Write out the records below word for word, please.

(Recorded data)
══════
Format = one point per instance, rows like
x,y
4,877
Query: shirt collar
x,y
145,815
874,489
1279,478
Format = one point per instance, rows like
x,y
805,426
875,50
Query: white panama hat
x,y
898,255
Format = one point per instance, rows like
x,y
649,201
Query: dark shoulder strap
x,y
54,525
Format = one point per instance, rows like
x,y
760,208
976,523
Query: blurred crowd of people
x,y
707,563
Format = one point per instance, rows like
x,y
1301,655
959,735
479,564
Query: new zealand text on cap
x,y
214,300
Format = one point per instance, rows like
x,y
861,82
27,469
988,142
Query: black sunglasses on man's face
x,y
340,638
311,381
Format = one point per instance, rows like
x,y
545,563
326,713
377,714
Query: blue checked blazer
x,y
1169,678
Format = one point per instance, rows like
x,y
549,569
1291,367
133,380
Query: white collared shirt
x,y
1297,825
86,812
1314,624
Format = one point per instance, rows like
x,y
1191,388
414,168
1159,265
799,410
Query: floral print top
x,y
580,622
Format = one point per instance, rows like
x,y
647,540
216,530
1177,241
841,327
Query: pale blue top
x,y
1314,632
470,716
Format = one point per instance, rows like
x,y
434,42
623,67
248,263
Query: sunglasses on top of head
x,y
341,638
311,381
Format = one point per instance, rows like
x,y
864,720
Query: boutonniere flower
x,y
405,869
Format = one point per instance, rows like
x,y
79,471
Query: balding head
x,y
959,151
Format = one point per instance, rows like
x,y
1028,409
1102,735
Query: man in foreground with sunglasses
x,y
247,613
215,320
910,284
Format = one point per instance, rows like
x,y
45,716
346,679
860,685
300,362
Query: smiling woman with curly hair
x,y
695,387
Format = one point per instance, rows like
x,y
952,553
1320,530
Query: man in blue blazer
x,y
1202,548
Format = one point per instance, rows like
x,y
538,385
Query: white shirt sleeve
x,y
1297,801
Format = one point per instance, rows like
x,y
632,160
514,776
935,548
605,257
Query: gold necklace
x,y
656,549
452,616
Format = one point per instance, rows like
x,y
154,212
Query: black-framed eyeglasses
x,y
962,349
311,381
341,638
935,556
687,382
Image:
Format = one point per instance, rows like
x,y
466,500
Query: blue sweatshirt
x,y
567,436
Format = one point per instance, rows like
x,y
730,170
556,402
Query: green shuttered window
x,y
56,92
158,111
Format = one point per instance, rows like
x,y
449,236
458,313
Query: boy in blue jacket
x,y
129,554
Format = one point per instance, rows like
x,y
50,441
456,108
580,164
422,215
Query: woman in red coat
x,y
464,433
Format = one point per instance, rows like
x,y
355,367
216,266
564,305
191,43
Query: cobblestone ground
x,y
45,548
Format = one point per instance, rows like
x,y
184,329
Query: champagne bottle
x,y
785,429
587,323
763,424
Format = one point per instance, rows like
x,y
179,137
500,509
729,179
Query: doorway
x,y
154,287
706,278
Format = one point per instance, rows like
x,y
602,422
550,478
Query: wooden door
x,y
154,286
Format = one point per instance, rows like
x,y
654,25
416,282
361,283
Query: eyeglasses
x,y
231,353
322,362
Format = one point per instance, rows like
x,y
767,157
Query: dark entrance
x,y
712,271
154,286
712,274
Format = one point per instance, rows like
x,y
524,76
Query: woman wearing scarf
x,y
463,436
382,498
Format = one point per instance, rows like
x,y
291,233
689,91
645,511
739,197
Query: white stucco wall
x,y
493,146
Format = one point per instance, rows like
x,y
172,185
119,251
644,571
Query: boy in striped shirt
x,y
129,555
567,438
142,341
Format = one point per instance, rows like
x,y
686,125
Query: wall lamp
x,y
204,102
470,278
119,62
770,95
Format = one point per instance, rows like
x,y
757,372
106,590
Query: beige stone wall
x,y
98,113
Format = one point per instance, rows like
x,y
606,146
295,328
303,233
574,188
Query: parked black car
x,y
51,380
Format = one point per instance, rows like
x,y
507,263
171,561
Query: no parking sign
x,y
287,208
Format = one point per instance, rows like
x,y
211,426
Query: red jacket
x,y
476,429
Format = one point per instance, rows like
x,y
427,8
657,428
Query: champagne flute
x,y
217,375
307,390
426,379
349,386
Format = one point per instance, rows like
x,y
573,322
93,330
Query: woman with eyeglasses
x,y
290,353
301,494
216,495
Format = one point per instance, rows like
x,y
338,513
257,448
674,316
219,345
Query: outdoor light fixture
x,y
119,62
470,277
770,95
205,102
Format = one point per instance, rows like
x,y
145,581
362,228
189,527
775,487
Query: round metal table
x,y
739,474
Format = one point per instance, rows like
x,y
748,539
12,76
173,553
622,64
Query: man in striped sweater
══════
__EXERCISE ANSWER__
Format = one point per instance, rows like
x,y
4,877
Query: shirt collar
x,y
145,815
874,489
1279,478
Format = one point per instance, rows like
x,y
805,426
875,50
Query: white panama hat
x,y
898,255
Format = one point per instance, rows like
x,y
649,201
Query: dark shoulder strap
x,y
54,525
Format = one point per instance, rows like
x,y
760,208
976,523
Query: blurred crowd of people
x,y
707,563
Format = one point per instance, rows like
x,y
1301,655
959,735
479,564
Query: new zealand text on cap
x,y
214,300
Format = one point per instance, rows like
x,y
861,82
27,469
988,142
Query: black sunglasses on man's face
x,y
340,638
311,381
Format = one point per instance, rows like
x,y
545,563
326,713
377,714
Query: blue checked blazer
x,y
1169,678
Format = one point per instance, rows like
x,y
549,569
1291,367
133,380
Query: white collared shirt
x,y
1297,825
86,812
1314,624
Format = one point per instance, rows like
x,y
1191,388
414,168
1159,265
799,410
Query: floral print top
x,y
580,622
Format = one point per instance, rows like
x,y
647,540
216,530
1177,241
841,327
Query: pale blue top
x,y
1314,632
470,716
Format = one point per instance, rows like
x,y
434,42
623,67
248,263
Query: sunglasses on top of head
x,y
341,638
311,381
Format = one point per instance, rows like
x,y
864,720
Query: boutonniere flower
x,y
405,869
Format = one point per instance, rows like
x,y
79,471
Query: balding head
x,y
959,151
Format = one point per instance, rows like
x,y
1028,409
1102,735
Query: man in foreground with sunglasses
x,y
247,613
215,320
910,284
Format = one point per instance, rows like
x,y
45,716
346,679
860,685
300,362
Query: smiling woman with curly hair
x,y
695,387
Format = one point per instance, rows like
x,y
952,553
1320,530
Query: man in blue blazer
x,y
1202,548
Format = one point per instance, rows like
x,y
538,385
Query: white shirt sleeve
x,y
1297,801
Format = one point per instance, rows like
x,y
632,160
514,776
935,548
605,257
Query: gold necklace
x,y
656,549
452,616
Format = one point per instance, rows like
x,y
154,212
Query: black-framed eyeglasses
x,y
962,349
311,381
341,638
935,556
687,382
Image:
Format = one point per instance, rows like
x,y
466,500
Query: blue sweatshirt
x,y
567,436
Format = one point per instance, rows like
x,y
730,170
556,402
Query: green shuttered window
x,y
56,92
158,111
Format = one point per instance, rows like
x,y
449,236
458,313
Query: boy in blue jacket
x,y
129,554
Format = one point per instance, rows like
x,y
50,441
456,108
580,164
422,215
Query: woman in red coat
x,y
464,433
Format = one point per instance, rows like
x,y
355,367
216,266
564,305
191,43
Query: cobblestone ground
x,y
45,548
Format = one point per instance, rows like
x,y
184,329
Query: champagne bottle
x,y
785,429
587,323
763,424
Format = one point per instance, rows like
x,y
179,137
500,509
729,179
Query: doorway
x,y
154,287
706,278
Format = one point per instance, rows like
x,y
602,422
550,478
Query: wooden door
x,y
154,286
Format = one point per instance, rows like
x,y
654,25
416,282
361,283
Query: eyeglasses
x,y
231,353
322,362
Format = one point per instance, rows like
x,y
767,157
Query: dark entrance
x,y
712,271
154,286
712,274
Format = one point per instance, rows like
x,y
524,76
Query: woman wearing scarf
x,y
463,436
382,498
Format = one point per instance, rows like
x,y
291,233
689,91
645,511
739,197
Query: white stucco wall
x,y
493,146
Format = one point per instance, rows like
x,y
172,185
119,251
644,571
Query: boy in striped shirt
x,y
129,555
567,438
142,341
Format = one point per instance, rows like
x,y
686,125
Query: wall lamp
x,y
204,102
470,278
119,62
770,95
Format = one point per instance, rows like
x,y
757,372
106,590
Query: beige stone wall
x,y
98,113
Format = one point per instance, rows like
x,y
606,146
295,328
303,233
574,188
Query: parked black car
x,y
51,380
Format = one point per instance, rows like
x,y
507,263
171,561
Query: no parking sign
x,y
287,208
Format = one point per instance, rows like
x,y
211,426
Query: red jacket
x,y
476,429
Format = one point per instance, rows like
x,y
427,8
657,428
Query: champagne flute
x,y
217,375
307,390
426,379
349,386
Format = one point per instance, rows like
x,y
573,322
93,330
Query: woman with eyeglasses
x,y
290,353
301,494
216,495
Format = one point per instance, rows like
x,y
338,513
257,448
674,316
219,345
Query: outdoor light fixture
x,y
119,62
470,277
770,95
205,102
Format = one point per instance, rows like
x,y
145,581
362,228
189,527
775,487
Query: round metal table
x,y
739,474
Format = one point per instance, rows like
x,y
748,539
12,76
173,553
622,64
Query: man in striped sweater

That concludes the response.